------ SELECTED PASSAGE
J. E. Ebot, Lorenzo Pizzino, Sam Mardazad, Johannes S. Hofmann, Thierry Giamarchi, Adrian Kantian

TL;DR

This work establishes an exact particle-hole mapping at half-filling that connects the 1D Kivelson bilayer reservoir-enhanced superconductivity setup to the undoped 1D Anderson- and Kondo-lattices, enabling a unified, non-perturbative study of these systems with quasi-exact numerics (DMRG and AFQMC). The analysis shows that, at weak interlayer coupling, the systems exhibit near-long-range superconducting and CDW (or AFM in the duals) behavior on accessible length scales due to extended-range coupling mediated by the metallic layer, but the back-action of the pairing layer induces a finite spin/charge gap in the metal, turning the effective mediation into an exponentially decaying interaction and preventing true long-range order in 1D. Consequently, the RKKY-like coupling is effectively short-ranged, consistent with Mermin-Wagner constraints in 1D, though large finite systems can display dramatic coherence and slow decays. The results bridge reservoir-enhanced superconductivity and Kondo-lattice physics, offering experimentally accessible tests in quasi-1D heavy fermion compounds, ad-atom chains, and ultracold atomic gases, and providing a foundation for exploring doped regimes and higher dimensions where new ordered phases may emerge.
------------
------ MATERIAL PROVIDED
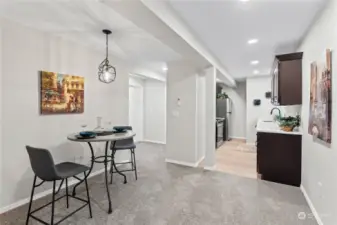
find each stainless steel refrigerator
[216,98,232,141]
------------
§ WORK TO DO
Which two quasi-exact numerical methods does the summary name? The data has nothing to do with the summary.

§ TASK OUTPUT
DMRG and AFQMC.